Filter the rows below and copy every line that contains the word "person".

---

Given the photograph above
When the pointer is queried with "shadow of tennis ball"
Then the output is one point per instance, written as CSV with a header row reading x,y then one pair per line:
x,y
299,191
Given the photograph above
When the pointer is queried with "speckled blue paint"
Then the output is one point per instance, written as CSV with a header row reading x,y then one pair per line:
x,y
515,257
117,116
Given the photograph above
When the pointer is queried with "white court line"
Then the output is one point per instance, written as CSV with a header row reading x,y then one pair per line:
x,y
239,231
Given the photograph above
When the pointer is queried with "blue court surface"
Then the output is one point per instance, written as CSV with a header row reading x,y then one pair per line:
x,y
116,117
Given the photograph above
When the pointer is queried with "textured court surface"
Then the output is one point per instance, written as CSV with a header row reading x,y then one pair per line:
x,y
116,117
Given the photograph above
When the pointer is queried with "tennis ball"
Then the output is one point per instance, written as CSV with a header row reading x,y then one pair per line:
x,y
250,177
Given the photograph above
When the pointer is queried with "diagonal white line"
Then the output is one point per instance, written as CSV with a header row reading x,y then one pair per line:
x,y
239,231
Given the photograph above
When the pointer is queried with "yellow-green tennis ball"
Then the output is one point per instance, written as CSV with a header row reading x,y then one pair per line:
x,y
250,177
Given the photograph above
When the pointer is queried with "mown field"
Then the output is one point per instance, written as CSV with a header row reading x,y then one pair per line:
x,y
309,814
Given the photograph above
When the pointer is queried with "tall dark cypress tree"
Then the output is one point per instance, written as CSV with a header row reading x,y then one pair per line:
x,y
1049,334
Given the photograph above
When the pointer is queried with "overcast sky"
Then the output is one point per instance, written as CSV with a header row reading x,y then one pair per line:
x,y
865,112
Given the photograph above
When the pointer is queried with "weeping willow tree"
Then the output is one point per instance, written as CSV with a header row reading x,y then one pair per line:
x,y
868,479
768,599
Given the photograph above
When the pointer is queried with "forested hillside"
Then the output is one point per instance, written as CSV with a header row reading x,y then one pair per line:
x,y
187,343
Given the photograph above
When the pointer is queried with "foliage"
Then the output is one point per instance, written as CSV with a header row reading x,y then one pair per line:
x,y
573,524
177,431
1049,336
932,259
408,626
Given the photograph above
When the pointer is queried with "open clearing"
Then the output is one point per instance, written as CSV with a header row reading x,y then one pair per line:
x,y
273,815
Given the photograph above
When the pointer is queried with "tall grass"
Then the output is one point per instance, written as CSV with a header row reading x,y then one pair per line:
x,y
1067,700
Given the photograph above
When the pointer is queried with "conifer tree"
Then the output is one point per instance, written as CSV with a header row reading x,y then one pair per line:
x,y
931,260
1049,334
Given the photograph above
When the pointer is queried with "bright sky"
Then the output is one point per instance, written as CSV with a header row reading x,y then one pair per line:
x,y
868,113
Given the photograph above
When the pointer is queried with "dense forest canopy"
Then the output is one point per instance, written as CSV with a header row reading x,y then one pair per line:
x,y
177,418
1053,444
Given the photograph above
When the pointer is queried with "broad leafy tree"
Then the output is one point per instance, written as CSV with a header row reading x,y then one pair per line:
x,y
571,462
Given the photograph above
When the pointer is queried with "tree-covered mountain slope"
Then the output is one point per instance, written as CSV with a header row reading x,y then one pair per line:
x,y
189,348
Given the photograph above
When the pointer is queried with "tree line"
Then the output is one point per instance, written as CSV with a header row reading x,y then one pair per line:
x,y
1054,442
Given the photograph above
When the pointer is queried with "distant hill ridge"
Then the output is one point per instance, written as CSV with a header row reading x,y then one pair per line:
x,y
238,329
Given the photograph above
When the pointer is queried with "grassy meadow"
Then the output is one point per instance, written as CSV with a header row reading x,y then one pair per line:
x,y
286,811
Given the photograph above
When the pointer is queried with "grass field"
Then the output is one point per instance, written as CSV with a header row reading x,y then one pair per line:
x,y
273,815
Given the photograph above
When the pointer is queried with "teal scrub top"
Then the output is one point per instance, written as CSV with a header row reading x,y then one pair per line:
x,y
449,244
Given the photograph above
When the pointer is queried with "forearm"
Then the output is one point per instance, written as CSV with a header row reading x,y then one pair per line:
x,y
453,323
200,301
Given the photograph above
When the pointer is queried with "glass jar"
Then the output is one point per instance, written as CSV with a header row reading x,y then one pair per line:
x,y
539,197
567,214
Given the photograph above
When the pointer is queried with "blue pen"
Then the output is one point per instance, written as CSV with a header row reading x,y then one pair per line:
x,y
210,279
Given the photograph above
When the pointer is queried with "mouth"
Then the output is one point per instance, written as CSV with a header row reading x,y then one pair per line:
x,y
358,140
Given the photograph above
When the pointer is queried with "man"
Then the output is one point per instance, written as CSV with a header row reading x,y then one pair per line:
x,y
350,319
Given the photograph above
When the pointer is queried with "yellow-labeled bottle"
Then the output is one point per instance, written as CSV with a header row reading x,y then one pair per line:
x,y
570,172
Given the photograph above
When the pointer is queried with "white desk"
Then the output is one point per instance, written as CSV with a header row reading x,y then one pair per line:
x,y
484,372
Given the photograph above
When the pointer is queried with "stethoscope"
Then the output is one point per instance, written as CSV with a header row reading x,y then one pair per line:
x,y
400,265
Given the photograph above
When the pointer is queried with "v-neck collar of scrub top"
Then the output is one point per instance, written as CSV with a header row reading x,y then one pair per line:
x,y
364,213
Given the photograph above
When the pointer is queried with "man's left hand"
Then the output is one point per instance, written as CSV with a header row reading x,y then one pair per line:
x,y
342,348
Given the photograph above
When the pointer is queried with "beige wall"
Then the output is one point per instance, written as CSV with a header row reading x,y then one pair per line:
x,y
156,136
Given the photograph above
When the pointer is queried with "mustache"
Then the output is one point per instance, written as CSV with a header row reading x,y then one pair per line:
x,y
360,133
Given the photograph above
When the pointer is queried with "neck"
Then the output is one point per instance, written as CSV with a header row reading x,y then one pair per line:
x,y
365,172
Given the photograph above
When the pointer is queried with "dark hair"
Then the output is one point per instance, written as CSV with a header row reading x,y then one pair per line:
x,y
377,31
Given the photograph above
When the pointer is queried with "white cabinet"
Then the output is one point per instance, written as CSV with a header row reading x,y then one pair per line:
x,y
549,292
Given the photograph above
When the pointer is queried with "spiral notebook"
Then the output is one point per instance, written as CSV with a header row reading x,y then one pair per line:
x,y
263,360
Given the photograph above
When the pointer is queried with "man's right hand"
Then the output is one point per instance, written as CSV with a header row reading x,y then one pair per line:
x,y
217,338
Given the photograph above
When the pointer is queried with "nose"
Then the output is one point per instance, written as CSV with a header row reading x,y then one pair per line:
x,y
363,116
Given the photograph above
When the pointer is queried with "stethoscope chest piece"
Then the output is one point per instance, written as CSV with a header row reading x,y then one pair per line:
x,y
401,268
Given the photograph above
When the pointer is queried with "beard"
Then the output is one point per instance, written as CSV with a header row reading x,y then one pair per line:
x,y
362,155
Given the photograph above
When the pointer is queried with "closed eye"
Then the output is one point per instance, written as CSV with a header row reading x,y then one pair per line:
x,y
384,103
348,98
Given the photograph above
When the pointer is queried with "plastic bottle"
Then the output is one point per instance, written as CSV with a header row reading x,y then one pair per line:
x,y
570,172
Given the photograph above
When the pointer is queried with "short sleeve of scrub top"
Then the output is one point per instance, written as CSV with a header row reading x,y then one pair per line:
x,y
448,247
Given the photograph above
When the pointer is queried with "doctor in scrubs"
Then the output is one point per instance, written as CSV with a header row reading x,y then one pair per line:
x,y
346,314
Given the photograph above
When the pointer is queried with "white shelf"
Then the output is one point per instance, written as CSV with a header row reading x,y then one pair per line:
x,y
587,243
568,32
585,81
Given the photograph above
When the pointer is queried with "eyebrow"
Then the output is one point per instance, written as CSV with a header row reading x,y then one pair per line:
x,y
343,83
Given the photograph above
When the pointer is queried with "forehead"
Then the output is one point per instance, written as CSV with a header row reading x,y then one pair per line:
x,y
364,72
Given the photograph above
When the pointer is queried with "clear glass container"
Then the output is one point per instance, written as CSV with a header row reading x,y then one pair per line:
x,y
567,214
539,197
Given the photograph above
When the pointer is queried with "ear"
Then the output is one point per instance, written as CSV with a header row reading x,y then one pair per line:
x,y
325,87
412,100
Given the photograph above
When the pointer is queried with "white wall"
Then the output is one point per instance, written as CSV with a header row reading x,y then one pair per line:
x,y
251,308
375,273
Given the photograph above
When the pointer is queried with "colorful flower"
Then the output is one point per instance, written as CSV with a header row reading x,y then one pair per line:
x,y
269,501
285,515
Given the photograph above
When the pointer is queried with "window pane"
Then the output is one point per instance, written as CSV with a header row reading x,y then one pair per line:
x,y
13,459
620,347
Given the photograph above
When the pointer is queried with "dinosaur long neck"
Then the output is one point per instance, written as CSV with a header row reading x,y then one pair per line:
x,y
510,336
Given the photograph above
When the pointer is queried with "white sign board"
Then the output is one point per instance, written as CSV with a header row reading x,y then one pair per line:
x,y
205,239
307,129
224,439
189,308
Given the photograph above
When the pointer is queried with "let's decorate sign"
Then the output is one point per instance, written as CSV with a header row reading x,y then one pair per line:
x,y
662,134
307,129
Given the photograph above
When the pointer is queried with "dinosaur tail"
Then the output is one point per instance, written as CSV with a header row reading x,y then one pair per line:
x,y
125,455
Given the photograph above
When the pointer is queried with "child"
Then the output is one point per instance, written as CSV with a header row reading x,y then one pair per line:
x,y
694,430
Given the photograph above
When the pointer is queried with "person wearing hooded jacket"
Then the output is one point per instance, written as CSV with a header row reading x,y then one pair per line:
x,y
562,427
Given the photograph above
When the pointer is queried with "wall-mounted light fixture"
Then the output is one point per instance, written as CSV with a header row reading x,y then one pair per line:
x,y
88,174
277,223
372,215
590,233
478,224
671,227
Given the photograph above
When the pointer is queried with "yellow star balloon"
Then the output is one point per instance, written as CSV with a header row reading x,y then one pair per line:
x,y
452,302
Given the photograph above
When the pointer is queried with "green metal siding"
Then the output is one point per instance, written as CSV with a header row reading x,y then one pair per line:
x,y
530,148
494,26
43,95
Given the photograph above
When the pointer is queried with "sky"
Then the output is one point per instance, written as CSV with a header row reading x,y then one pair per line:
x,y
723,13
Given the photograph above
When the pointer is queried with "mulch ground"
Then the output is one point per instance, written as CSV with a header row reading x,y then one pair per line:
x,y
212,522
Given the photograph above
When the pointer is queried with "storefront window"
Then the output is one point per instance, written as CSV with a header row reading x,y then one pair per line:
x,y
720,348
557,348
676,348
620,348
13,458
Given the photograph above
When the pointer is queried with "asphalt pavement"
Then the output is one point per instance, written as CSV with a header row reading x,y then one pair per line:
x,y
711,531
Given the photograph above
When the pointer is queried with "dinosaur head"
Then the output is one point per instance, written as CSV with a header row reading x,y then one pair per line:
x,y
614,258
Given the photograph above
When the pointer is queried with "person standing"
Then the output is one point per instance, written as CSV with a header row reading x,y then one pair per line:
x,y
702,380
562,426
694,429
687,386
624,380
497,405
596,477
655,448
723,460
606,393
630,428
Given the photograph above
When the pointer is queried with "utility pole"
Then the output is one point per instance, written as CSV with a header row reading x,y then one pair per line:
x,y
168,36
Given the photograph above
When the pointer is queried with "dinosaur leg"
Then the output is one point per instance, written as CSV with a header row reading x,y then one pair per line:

---

# Response below
When the pointer is queried with "person wearing hooded jacket"
When the pointer is queried with "person standing"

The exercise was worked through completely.